** begin Records to use **

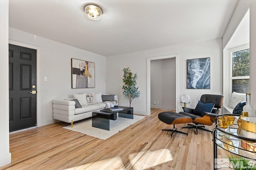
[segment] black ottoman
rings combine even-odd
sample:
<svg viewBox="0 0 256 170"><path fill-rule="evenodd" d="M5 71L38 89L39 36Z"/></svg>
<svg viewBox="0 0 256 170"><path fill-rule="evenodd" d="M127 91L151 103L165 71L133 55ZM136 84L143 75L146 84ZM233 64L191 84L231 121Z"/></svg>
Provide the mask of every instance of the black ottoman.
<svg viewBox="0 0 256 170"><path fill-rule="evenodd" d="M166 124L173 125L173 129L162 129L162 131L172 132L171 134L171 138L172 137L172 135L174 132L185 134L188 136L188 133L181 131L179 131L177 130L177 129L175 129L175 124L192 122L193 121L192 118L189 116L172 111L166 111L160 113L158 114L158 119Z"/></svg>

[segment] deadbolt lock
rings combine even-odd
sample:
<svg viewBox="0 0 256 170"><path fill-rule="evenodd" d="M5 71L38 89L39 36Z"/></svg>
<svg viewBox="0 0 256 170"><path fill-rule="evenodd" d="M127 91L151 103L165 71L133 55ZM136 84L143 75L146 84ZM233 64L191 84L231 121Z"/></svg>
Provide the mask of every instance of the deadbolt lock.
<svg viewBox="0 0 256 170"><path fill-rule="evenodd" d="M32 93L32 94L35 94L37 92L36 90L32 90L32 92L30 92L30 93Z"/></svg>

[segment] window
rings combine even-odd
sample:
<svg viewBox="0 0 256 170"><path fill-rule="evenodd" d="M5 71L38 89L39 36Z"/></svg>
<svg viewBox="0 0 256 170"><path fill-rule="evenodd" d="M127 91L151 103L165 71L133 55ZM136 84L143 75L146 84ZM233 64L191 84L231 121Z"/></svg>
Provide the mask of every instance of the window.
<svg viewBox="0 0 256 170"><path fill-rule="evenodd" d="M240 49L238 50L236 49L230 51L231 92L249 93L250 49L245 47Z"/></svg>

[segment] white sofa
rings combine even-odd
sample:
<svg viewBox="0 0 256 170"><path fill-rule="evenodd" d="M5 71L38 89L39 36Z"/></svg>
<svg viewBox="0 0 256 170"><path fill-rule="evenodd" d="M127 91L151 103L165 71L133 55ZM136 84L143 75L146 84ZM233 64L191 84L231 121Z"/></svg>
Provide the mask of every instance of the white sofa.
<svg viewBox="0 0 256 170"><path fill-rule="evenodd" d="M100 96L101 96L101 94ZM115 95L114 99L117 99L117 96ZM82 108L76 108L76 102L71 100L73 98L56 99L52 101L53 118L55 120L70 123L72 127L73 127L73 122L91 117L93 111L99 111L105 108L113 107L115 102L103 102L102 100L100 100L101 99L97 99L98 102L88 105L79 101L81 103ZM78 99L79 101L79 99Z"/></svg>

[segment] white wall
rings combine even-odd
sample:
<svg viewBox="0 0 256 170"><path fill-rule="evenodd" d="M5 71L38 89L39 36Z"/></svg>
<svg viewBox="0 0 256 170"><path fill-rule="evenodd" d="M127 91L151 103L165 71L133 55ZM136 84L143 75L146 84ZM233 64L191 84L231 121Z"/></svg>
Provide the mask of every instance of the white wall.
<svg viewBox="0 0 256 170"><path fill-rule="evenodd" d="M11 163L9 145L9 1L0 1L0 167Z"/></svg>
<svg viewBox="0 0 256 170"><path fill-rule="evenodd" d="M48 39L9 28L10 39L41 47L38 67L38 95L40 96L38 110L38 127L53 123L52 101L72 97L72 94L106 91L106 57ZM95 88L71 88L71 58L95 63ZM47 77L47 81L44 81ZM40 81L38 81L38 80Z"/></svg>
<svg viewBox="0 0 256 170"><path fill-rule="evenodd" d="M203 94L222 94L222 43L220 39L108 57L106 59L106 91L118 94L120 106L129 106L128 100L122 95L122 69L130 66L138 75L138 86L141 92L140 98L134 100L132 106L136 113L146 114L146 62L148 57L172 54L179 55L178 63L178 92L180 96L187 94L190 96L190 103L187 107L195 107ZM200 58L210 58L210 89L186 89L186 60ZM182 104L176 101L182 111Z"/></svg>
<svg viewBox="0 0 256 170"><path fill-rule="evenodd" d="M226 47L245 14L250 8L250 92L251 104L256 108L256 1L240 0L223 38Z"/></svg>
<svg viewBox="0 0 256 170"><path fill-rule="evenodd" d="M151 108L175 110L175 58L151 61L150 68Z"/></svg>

** end Records to use **
** begin Records to use **

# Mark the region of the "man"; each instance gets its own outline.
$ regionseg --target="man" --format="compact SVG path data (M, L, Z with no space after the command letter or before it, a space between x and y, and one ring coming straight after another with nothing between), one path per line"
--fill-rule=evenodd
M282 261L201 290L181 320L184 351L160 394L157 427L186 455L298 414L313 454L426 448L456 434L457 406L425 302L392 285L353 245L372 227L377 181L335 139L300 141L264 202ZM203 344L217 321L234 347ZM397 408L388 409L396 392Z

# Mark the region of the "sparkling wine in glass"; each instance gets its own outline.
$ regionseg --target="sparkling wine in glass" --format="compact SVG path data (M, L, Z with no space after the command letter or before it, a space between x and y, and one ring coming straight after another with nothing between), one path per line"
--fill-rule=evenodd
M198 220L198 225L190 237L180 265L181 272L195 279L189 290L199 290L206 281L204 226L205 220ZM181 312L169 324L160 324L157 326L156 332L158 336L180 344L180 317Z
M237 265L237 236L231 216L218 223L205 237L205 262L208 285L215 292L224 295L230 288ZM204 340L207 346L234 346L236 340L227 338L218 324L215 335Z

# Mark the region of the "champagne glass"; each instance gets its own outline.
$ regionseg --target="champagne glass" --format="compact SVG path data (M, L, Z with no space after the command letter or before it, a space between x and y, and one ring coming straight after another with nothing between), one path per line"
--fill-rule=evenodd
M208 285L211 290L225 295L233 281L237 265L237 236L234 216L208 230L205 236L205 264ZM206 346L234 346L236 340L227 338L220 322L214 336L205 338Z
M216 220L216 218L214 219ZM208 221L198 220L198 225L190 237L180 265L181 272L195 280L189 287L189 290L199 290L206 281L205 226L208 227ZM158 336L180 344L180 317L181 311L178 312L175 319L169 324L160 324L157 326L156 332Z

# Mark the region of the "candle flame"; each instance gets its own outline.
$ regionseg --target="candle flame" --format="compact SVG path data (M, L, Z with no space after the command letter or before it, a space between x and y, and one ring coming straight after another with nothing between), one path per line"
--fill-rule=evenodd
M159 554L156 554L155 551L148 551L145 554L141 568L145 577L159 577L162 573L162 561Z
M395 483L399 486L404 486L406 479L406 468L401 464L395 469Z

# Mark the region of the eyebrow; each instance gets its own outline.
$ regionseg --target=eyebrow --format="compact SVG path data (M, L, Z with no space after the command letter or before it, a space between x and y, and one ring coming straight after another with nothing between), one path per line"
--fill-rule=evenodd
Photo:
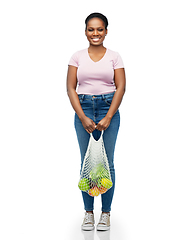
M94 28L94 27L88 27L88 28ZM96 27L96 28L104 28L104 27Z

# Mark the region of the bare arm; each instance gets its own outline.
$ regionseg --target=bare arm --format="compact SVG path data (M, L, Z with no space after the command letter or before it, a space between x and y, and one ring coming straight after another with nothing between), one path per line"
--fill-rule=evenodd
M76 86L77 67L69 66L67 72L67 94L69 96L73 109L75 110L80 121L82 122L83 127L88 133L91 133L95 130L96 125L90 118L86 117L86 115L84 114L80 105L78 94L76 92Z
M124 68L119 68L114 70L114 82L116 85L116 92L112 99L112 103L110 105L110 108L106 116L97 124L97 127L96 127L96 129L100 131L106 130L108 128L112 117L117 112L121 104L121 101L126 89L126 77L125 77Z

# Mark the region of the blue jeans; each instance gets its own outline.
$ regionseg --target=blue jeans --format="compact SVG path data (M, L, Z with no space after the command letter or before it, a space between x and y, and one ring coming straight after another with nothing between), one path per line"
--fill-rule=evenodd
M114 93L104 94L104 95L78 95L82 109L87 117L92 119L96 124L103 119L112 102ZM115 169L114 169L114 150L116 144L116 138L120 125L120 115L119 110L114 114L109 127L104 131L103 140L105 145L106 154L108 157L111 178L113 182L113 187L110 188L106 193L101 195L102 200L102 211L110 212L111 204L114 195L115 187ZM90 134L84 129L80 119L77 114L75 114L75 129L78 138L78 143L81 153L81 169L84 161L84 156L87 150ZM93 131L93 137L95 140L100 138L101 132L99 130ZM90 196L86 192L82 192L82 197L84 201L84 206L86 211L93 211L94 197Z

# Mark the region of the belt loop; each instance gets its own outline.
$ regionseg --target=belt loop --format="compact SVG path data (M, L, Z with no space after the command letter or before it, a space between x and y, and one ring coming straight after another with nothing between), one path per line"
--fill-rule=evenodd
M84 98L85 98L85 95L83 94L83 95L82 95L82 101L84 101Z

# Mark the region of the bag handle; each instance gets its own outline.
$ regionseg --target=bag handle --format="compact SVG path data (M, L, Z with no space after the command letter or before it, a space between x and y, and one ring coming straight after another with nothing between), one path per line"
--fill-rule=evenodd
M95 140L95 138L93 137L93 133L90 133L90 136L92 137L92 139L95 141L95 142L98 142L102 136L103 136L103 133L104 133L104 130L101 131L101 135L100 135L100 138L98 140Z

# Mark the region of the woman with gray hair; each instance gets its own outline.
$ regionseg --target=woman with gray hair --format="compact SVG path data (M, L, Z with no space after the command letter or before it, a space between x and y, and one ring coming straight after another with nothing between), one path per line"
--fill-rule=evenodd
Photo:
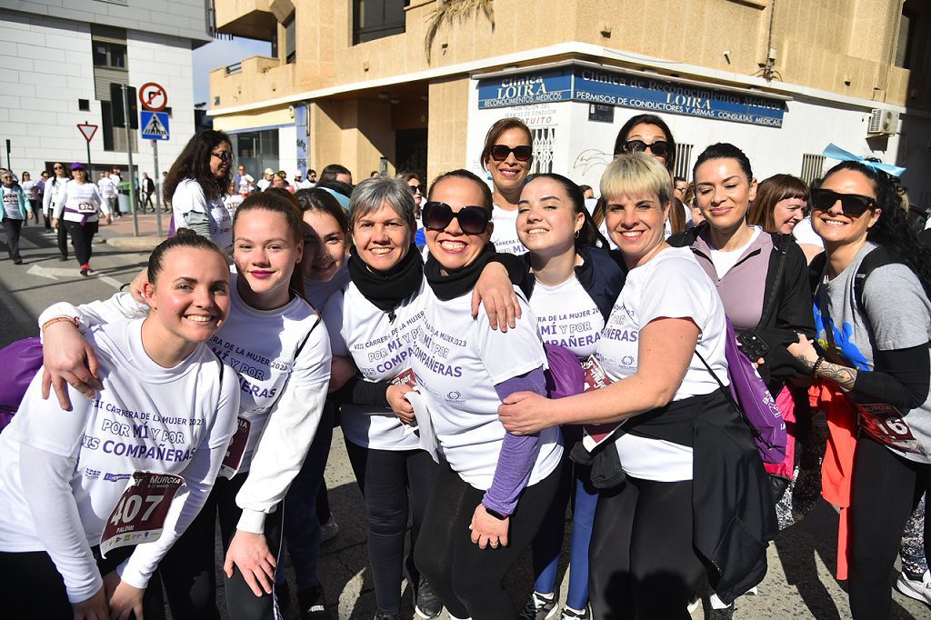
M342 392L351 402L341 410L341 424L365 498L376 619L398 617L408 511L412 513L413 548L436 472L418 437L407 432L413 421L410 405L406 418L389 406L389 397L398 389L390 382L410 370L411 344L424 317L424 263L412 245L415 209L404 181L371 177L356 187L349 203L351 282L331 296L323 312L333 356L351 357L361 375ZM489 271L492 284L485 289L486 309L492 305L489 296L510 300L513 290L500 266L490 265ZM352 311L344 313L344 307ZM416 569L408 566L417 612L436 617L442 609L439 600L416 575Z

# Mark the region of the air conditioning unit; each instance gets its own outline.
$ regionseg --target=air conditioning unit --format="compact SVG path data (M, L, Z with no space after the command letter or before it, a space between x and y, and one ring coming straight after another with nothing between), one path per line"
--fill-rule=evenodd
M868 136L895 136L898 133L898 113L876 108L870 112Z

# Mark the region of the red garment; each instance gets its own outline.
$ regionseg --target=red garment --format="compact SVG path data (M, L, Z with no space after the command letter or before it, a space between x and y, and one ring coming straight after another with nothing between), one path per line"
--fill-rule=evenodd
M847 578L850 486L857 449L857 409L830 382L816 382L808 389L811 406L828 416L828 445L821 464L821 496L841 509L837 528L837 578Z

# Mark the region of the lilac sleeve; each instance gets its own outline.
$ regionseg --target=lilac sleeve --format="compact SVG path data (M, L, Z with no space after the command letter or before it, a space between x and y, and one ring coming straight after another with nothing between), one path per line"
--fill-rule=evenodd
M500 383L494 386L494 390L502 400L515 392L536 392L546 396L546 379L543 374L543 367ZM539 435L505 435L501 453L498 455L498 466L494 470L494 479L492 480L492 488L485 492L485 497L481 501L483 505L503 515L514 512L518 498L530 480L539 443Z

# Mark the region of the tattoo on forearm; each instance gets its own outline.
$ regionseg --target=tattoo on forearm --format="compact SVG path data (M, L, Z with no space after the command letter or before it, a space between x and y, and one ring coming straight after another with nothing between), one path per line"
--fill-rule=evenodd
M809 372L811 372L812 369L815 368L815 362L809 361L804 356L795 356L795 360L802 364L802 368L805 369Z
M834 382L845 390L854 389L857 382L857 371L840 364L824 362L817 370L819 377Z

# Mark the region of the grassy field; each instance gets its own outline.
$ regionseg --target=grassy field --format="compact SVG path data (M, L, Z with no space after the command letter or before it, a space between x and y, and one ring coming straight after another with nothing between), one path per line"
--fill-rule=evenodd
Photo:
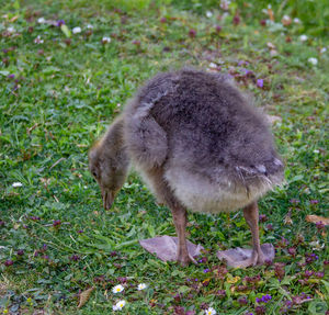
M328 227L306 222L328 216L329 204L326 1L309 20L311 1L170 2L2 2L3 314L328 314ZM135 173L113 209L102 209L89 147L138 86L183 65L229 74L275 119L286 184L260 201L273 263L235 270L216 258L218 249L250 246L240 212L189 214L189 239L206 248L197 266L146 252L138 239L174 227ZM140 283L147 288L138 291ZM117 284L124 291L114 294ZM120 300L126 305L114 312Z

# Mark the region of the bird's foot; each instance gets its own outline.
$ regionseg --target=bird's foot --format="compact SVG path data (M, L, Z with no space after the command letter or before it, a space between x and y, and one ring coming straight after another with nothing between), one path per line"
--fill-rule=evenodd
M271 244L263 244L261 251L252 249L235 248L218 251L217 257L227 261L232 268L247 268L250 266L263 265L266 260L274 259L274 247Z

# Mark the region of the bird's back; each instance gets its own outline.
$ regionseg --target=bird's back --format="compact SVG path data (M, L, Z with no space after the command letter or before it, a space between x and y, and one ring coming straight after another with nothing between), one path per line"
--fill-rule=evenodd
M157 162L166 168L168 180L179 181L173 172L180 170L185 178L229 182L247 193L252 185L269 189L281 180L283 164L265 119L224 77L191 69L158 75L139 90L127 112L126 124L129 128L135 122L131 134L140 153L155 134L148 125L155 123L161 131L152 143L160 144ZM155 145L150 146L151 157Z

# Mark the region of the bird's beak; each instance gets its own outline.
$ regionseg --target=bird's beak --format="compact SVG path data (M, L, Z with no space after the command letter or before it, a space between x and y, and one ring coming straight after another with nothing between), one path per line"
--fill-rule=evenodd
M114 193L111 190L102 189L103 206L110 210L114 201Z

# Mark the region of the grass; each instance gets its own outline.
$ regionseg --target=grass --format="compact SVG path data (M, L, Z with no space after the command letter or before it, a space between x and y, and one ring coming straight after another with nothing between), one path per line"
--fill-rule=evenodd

** end Records to use **

**Given task**
Swap "white wall" for "gray wall" in the lines from the line with "[segment] white wall" to the line with "163L9 145L9 1L0", and give those lines back with nothing else changed.

**Finished answer**
[segment] gray wall
rings combine even-odd
sample:
<svg viewBox="0 0 256 170"><path fill-rule="evenodd" d="M5 71L38 89L39 36Z"/></svg>
<svg viewBox="0 0 256 170"><path fill-rule="evenodd" d="M127 91L151 103L165 71L133 55ZM136 84L143 75L146 84ZM233 64L191 84L231 121Z"/></svg>
Provide the mask of every instance of the gray wall.
<svg viewBox="0 0 256 170"><path fill-rule="evenodd" d="M11 163L9 145L9 1L0 1L0 167Z"/></svg>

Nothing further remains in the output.